» The tasks:
1 – Reproduce the stretch of the down-converter excerpt from "Thereafter, the output" through "to $T_0$ [24].".
2 – Using the down-converter excerpt, answer each question:
(a) What noise figure does Equation (1) yield for the down converter?
(b) What value is given for the Boltzmann constant?
(c) The input/output impedance of the employed components is very close to what value?
3 – List every component part number named in the down-converter excerpt.

» Source text:
The IF signal spectrum at the output of the VLF-1500+ is reported in Figure 4, where the high spurious suppression is visible.

The down-converting chain components were carefully selected by paying great attention at the recommended LO power levels and at matching the dynamic range of adjacent components. The power budget of the down converter with line marks identifying the inter-stage output 1 dB compression points, OP1dB, is reported in Figure 5.

Due to the accurate identification of the required components, the proposed system exhibits the flat conversion gain shown in Figure 6.

Unfortunately, different models and data files of the components employed in the schematic are not furnished with noisy elements and parameters, respectively. As a consequence, it was not possible to simulate the noise behavior of the system, which was instead analytically estimated. In detail, the noise factor,$F_{cas}$, of all the cascaded components in the path from the signal input up to the IF was computed by using the well-known Friis formula [24,26,27,28,29].

$$\begin{gathered} F_{cas}=F_{LNA}+\frac{\left(F_{MIX}-1\right)}{G_{LNA}}+\frac{\left(F_{AMPL}-1\right)}{G_{LNA}{G}_{MIX}}+\frac{\left(F_{FILT1}-1\right)}{G_{LNA}{G}_{MIX}{G}_{AMPL}}+ \\ +\frac{\left(F_{MIX}-1\right)}{G_{LNA}{G}_{MIX}{G}_{AMPL}{G}_{FILT1}}+\frac{\left(F_{FILT2}-1\right)}{G_{LNA}{G}_{MIX}{G}_{AMPL}{G}_{FILT1}{G}_{MIX}} \end{gathered}$$

(1)

where $F_{LNA}$,$F_{MIX}$, $F_{AMPL}$, $F_{FILT1}$ and $F_{FILT2}$ are the noise factors of the CMD240C4 LNA, MM1-1467H mixer, AMM-6702 amplifier, PB1182WB filter and VLF-1500+ filter, respectively, whereas $G_{LNA}, G_{MIX}, G_{AMPL} \mathrm{and} G_{FILT1}$ are the related gains. According to Equation (1), the NF of the down converter is equal to 3.18 dB.

It is worth noting that the noise figure is defined for a matched input source, and for a noise source equivalent to a matched load at the temperature $T_0=290$. This hypothesis is reasonably verified for the employed components whose input/output impedance is very close to 50 Ω. Mismatches at the component ports would imply higher noise temperatures and thus increased noise figures.

Thereafter, the output noise power $N_0$ was calculated in Equarion (2) by assuming the receiving antenna is pointed toward the Earth, thus using the equivalent temperature of the receiving antenna $T_A$ equal to $T_0$ [24].

$$N_0=k\left(T_A+T_{cas}\right)B{G}_{cas}$$

(2)

where$k$ is the Boltzmann constant of 1.38 × 10⁻²³ J K⁻¹, $B$ is the system bandwidth and $T_{cas}$ and $G_{cas}$ are the equivalent noise temperature and the gain of the overall system, as expressed in Equations (3) and (4), respectively.

$$T_{cas}=\left(F_{cas}-1\right)T_0$$

(3)

$$G_{cas}=G_{LNA}{G}_{MIX}{G}_{AMPL}{G}_{FILT1}{G}_{MIX}{G}_{FILT2}$$

(4)

» Entries shown:
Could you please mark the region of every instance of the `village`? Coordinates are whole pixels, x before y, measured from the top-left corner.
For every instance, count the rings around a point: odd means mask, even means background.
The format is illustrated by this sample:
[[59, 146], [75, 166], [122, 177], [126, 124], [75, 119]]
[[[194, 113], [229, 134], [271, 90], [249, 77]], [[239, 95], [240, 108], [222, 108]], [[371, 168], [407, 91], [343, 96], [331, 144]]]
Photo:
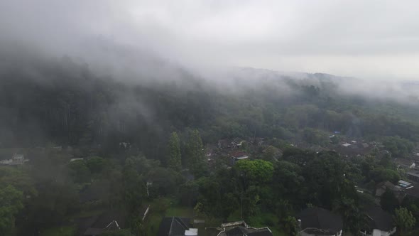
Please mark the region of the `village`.
[[[339, 136], [339, 141], [334, 139]], [[369, 215], [369, 227], [362, 230], [364, 236], [391, 235], [396, 231], [393, 217], [380, 207], [381, 198], [385, 193], [391, 192], [401, 205], [403, 200], [419, 199], [419, 148], [417, 146], [406, 158], [392, 158], [391, 153], [386, 149], [383, 144], [378, 141], [366, 141], [361, 139], [346, 139], [339, 133], [330, 134], [328, 145], [310, 145], [304, 141], [286, 141], [276, 139], [252, 137], [248, 139], [234, 138], [220, 139], [215, 144], [207, 144], [205, 146], [205, 158], [211, 171], [216, 171], [219, 165], [232, 168], [238, 161], [242, 160], [263, 159], [277, 162], [281, 159], [285, 150], [289, 148], [299, 148], [310, 150], [315, 153], [322, 151], [334, 151], [345, 161], [352, 159], [364, 158], [374, 155], [376, 159], [390, 158], [393, 164], [401, 173], [401, 178], [397, 183], [388, 181], [379, 183], [374, 189], [366, 186], [357, 186], [357, 191], [373, 195], [375, 205], [371, 205], [366, 211]], [[127, 149], [128, 144], [122, 145]], [[57, 152], [65, 152], [61, 146], [53, 147]], [[68, 163], [85, 161], [82, 157], [71, 156]], [[89, 158], [87, 158], [87, 159]], [[0, 165], [18, 166], [31, 164], [31, 157], [26, 159], [23, 154], [14, 154], [9, 159], [0, 161]], [[187, 169], [182, 171], [182, 175], [188, 181], [193, 181], [194, 176]], [[150, 178], [146, 182], [147, 194], [153, 191], [153, 181]], [[156, 184], [156, 183], [155, 183]], [[92, 184], [80, 190], [80, 203], [84, 205], [100, 205], [106, 189], [101, 186]], [[159, 200], [161, 199], [159, 199]], [[269, 236], [274, 235], [269, 225], [249, 225], [240, 218], [232, 218], [234, 220], [228, 222], [212, 222], [205, 216], [197, 215], [190, 210], [181, 210], [179, 213], [174, 210], [167, 214], [156, 205], [156, 201], [148, 201], [141, 207], [139, 214], [144, 224], [152, 224], [158, 236], [180, 236], [180, 235], [205, 235], [205, 236], [232, 236], [252, 235]], [[158, 204], [158, 203], [157, 203]], [[170, 208], [170, 207], [169, 207]], [[169, 210], [170, 211], [170, 210]], [[163, 215], [159, 220], [157, 215]], [[185, 213], [187, 213], [186, 214]], [[163, 214], [163, 215], [161, 215]], [[152, 218], [153, 219], [148, 219]], [[298, 235], [312, 235], [322, 232], [322, 235], [341, 236], [347, 235], [343, 232], [343, 222], [341, 217], [321, 208], [308, 208], [298, 213], [295, 218], [298, 220]], [[109, 230], [120, 230], [126, 225], [124, 213], [119, 211], [106, 211], [99, 215], [81, 218], [77, 220], [78, 234], [80, 235], [100, 235]], [[156, 223], [158, 222], [158, 223]], [[218, 225], [217, 225], [218, 224]], [[144, 226], [146, 227], [148, 226]]]

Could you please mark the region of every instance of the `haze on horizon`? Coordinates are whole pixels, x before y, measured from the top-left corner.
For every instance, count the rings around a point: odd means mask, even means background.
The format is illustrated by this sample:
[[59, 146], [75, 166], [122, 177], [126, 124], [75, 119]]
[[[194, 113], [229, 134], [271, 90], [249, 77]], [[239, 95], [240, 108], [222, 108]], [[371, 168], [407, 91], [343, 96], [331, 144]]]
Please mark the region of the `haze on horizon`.
[[[191, 68], [419, 78], [414, 1], [0, 1], [0, 48], [94, 57], [98, 41]], [[100, 56], [97, 56], [99, 60]]]

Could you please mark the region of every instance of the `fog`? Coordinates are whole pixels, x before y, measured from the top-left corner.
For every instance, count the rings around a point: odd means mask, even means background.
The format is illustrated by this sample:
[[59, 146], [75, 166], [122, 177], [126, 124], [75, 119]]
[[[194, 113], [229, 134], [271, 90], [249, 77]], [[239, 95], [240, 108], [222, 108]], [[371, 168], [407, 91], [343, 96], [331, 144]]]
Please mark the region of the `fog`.
[[141, 82], [194, 76], [228, 91], [321, 73], [343, 76], [330, 77], [344, 93], [405, 102], [419, 94], [406, 82], [419, 75], [418, 5], [6, 0], [0, 2], [0, 66], [68, 55], [98, 76]]
[[114, 66], [121, 58], [92, 52], [94, 46], [141, 50], [194, 68], [249, 66], [415, 80], [418, 5], [414, 1], [6, 0], [0, 3], [0, 40], [1, 47], [12, 41]]

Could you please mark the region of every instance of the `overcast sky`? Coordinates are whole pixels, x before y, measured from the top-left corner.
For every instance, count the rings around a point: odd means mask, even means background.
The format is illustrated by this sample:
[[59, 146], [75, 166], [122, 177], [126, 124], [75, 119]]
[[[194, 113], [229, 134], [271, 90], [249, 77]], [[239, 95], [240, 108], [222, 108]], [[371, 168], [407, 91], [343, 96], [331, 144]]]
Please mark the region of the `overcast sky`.
[[418, 9], [418, 1], [1, 0], [0, 43], [71, 54], [104, 39], [197, 66], [416, 80]]

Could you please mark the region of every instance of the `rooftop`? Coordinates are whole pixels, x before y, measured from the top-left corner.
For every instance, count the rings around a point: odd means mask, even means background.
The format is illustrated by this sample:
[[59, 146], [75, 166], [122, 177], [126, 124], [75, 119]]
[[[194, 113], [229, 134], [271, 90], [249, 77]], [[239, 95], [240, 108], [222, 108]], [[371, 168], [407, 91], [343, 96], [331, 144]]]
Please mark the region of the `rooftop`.
[[394, 227], [391, 215], [378, 206], [368, 209], [366, 215], [371, 230], [390, 231]]
[[340, 215], [320, 208], [310, 208], [298, 215], [301, 229], [308, 234], [316, 235], [334, 235], [342, 230]]

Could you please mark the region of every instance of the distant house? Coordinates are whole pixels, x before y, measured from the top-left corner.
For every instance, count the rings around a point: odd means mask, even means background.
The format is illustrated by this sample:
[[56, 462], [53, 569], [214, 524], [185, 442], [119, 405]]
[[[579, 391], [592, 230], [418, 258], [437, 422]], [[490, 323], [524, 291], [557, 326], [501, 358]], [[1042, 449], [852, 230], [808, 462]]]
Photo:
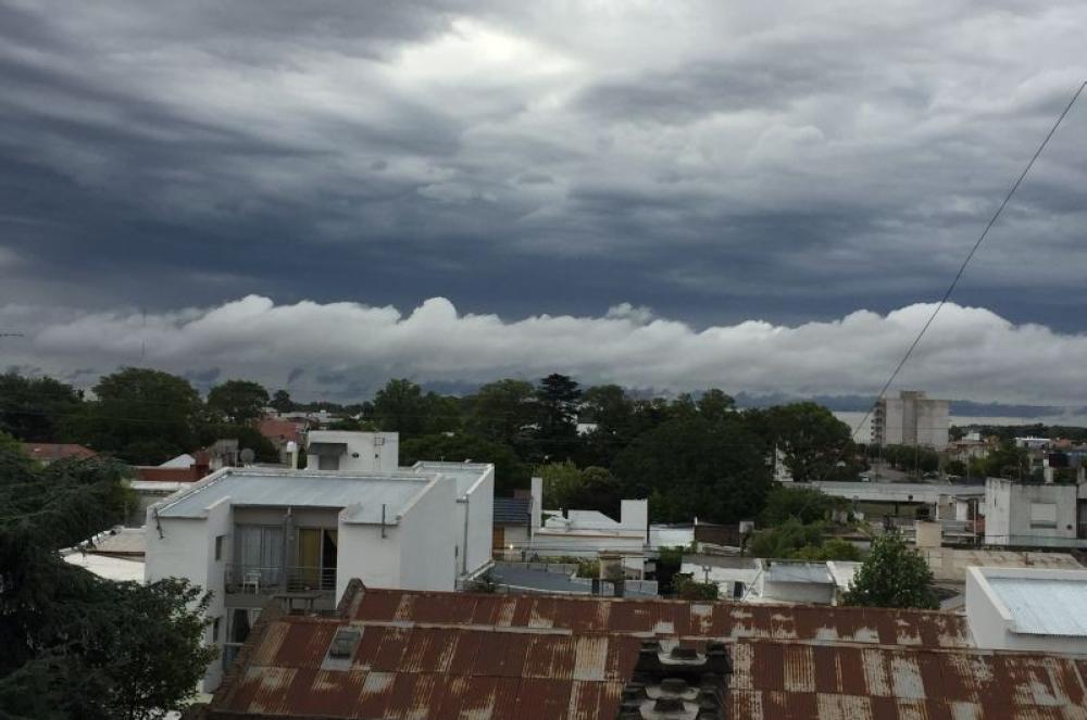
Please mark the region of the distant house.
[[1087, 484], [1038, 484], [989, 478], [985, 544], [1087, 547]]
[[491, 550], [495, 555], [504, 555], [504, 551], [523, 547], [532, 538], [533, 501], [530, 497], [496, 497], [495, 522], [491, 536]]
[[85, 460], [98, 456], [91, 449], [75, 443], [25, 442], [23, 452], [42, 465], [57, 460]]
[[970, 568], [966, 621], [978, 647], [1087, 655], [1087, 570]]

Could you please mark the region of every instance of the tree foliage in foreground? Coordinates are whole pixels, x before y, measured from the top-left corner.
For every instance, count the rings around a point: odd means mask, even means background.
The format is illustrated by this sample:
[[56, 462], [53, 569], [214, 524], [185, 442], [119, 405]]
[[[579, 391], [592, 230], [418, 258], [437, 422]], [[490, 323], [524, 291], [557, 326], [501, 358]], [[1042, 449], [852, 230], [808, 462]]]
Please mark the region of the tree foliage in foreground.
[[57, 553], [124, 517], [123, 467], [0, 450], [0, 718], [137, 720], [195, 694], [214, 650], [185, 581], [102, 580]]
[[853, 576], [845, 603], [866, 607], [939, 607], [928, 563], [895, 533], [873, 541], [872, 552]]

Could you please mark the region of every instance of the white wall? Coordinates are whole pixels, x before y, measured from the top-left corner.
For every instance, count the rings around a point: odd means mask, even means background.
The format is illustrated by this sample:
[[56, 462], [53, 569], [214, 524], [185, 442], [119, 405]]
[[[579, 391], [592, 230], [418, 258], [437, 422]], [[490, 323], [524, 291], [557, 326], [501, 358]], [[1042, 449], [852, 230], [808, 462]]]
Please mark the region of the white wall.
[[[390, 472], [400, 466], [400, 434], [397, 432], [312, 430], [307, 442], [347, 443], [347, 453], [339, 457], [341, 472]], [[320, 467], [316, 455], [307, 455], [305, 459], [307, 469]]]
[[[465, 494], [467, 502], [458, 502], [458, 506], [463, 507], [467, 516], [465, 519], [468, 540], [467, 547], [464, 548], [466, 560], [464, 567], [471, 574], [486, 566], [491, 559], [490, 545], [495, 525], [495, 466], [491, 465]], [[463, 526], [460, 534], [463, 538]]]
[[620, 525], [625, 529], [639, 530], [642, 536], [649, 538], [649, 501], [620, 501]]
[[[977, 568], [966, 570], [966, 622], [976, 647], [1037, 653], [1087, 654], [1087, 637], [1042, 635], [1014, 631], [1014, 619], [992, 592], [988, 577], [1066, 579], [1072, 576], [1087, 582], [1082, 570], [1041, 570], [1023, 568]], [[1070, 580], [1070, 582], [1073, 580]]]
[[457, 515], [449, 511], [455, 500], [457, 483], [439, 478], [400, 518], [400, 588], [457, 589], [457, 538], [463, 529], [450, 522]]
[[[1076, 485], [1020, 484], [989, 478], [985, 483], [985, 542], [988, 545], [1071, 546], [1076, 544]], [[1032, 505], [1052, 505], [1055, 525], [1032, 521]]]
[[[230, 561], [230, 529], [233, 520], [228, 498], [223, 498], [208, 508], [207, 518], [160, 518], [153, 517], [153, 507], [148, 509], [145, 555], [145, 578], [148, 582], [165, 578], [185, 578], [213, 593], [208, 608], [208, 618], [221, 618], [220, 643], [226, 634], [226, 612], [224, 610], [224, 570]], [[159, 536], [159, 529], [162, 536]], [[222, 559], [215, 560], [215, 536], [226, 535]], [[211, 643], [212, 629], [204, 631], [204, 642]], [[208, 666], [202, 690], [211, 692], [218, 686], [223, 674], [222, 661], [216, 658]]]
[[[348, 510], [345, 510], [347, 513]], [[359, 578], [370, 588], [400, 588], [401, 528], [343, 522], [340, 515], [336, 548], [336, 602], [343, 597], [347, 583]]]

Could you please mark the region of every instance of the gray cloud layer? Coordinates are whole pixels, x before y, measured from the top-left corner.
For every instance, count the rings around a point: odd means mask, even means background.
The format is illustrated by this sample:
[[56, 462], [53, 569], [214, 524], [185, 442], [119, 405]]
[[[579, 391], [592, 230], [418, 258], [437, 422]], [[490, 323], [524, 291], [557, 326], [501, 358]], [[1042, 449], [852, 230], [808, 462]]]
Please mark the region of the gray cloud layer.
[[[939, 295], [1074, 1], [0, 1], [0, 302], [452, 298], [698, 327]], [[963, 304], [1084, 327], [1087, 109]]]
[[[389, 377], [455, 387], [551, 371], [663, 391], [871, 395], [930, 312], [919, 304], [833, 321], [697, 330], [629, 304], [598, 317], [503, 320], [458, 313], [443, 298], [404, 314], [249, 295], [146, 316], [8, 305], [0, 324], [27, 331], [24, 340], [4, 341], [4, 357], [17, 369], [84, 386], [117, 365], [146, 364], [198, 383], [252, 378], [303, 399], [368, 396]], [[897, 387], [979, 402], [1084, 405], [1087, 336], [948, 305]]]

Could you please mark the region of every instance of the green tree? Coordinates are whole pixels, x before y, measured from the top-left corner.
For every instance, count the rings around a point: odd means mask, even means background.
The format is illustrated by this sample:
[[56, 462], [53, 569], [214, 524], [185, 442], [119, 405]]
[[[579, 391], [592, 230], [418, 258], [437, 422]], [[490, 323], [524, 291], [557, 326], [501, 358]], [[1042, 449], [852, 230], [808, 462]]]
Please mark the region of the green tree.
[[196, 446], [203, 405], [184, 378], [126, 367], [102, 377], [77, 441], [136, 464], [154, 465]]
[[83, 412], [82, 400], [52, 378], [0, 375], [0, 431], [23, 442], [60, 442], [67, 422]]
[[611, 467], [615, 455], [630, 443], [635, 403], [615, 384], [594, 386], [582, 395], [579, 419], [596, 427], [580, 438], [577, 460], [582, 466]]
[[762, 510], [772, 485], [770, 447], [742, 413], [667, 420], [635, 438], [612, 471], [624, 497], [649, 497], [659, 522], [735, 522]]
[[268, 406], [280, 413], [290, 413], [295, 409], [295, 401], [290, 399], [290, 393], [286, 390], [276, 390], [268, 401]]
[[760, 530], [748, 541], [748, 551], [754, 557], [789, 558], [803, 547], [823, 543], [821, 523], [804, 525], [789, 518], [775, 528]]
[[807, 485], [777, 485], [766, 496], [760, 519], [764, 526], [776, 526], [789, 518], [803, 523], [828, 520], [830, 511], [845, 507], [845, 498], [827, 495]]
[[797, 482], [830, 480], [840, 475], [857, 477], [847, 465], [854, 454], [849, 426], [816, 403], [792, 403], [774, 407], [770, 419], [785, 465]]
[[846, 605], [936, 609], [933, 571], [898, 534], [876, 538], [846, 592]]
[[536, 442], [541, 456], [565, 459], [577, 445], [577, 405], [582, 391], [565, 375], [552, 372], [536, 388], [539, 410]]
[[401, 440], [423, 434], [426, 409], [423, 388], [407, 378], [389, 380], [374, 395], [377, 427], [399, 432]]
[[710, 388], [702, 393], [702, 396], [695, 403], [698, 413], [708, 420], [716, 421], [725, 419], [727, 413], [736, 408], [736, 401], [732, 395], [727, 395], [716, 388]]
[[0, 450], [0, 716], [163, 717], [213, 659], [197, 589], [110, 582], [57, 553], [124, 517], [125, 471], [100, 459], [37, 469]]
[[527, 488], [529, 484], [528, 466], [521, 462], [509, 445], [478, 435], [440, 433], [412, 438], [400, 443], [402, 465], [413, 465], [418, 460], [492, 463], [496, 495], [507, 495], [514, 489]]
[[251, 380], [227, 380], [208, 393], [208, 409], [232, 425], [248, 425], [264, 415], [268, 391]]

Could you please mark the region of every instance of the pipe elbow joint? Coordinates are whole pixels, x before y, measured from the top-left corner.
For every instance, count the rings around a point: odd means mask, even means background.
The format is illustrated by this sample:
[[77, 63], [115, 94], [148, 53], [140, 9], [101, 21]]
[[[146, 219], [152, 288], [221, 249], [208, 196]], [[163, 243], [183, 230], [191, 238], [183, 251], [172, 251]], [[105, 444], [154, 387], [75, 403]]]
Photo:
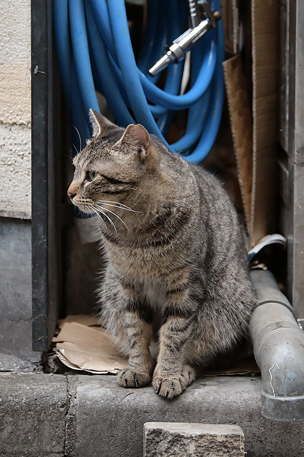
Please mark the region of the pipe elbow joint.
[[270, 272], [254, 271], [258, 305], [249, 334], [261, 371], [262, 414], [282, 421], [304, 420], [304, 332]]

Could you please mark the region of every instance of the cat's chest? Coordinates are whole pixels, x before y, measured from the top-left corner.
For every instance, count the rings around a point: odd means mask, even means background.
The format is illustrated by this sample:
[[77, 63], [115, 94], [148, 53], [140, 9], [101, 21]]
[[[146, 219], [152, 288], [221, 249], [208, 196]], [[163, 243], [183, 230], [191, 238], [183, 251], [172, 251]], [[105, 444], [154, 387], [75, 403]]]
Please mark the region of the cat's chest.
[[163, 282], [173, 263], [171, 253], [160, 252], [153, 248], [121, 249], [109, 246], [108, 253], [111, 263], [121, 274], [147, 284]]

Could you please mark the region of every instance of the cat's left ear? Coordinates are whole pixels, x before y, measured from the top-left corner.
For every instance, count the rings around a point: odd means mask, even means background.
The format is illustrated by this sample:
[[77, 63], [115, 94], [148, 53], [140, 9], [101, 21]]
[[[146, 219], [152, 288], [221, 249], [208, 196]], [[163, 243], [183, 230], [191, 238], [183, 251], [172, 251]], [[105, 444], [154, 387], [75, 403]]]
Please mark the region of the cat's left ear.
[[101, 133], [107, 130], [109, 127], [115, 126], [114, 124], [112, 124], [108, 119], [107, 119], [104, 116], [102, 116], [102, 114], [100, 114], [94, 110], [92, 110], [92, 108], [89, 111], [89, 117], [90, 118], [90, 121], [93, 129], [93, 134], [92, 135], [93, 138], [98, 137], [98, 135], [100, 135]]
[[149, 134], [140, 124], [130, 124], [120, 140], [128, 151], [134, 153], [140, 160], [147, 156], [151, 147]]

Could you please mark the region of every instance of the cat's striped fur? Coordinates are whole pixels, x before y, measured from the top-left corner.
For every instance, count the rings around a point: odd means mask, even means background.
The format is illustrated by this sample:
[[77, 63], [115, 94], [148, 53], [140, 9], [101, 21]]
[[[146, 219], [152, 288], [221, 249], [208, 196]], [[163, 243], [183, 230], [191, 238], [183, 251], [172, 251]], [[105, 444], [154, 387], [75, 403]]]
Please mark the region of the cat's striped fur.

» Answer list:
1 –
Thereafter, the output noise power $N_0$ was calculated in Equarion (2) by assuming the receiving antenna is pointed toward the Earth, thus using the equivalent temperature of the receiving antenna $T_A$ equal to $T_0$ [24].

2 –
(a) 3.18 dB
(b) 1.38 × 10⁻²³ J K⁻¹
(c) 50 Ω

3 – CMD240C4, MM1-1467H, AMM-6702, PB1182WB, VLF-1500+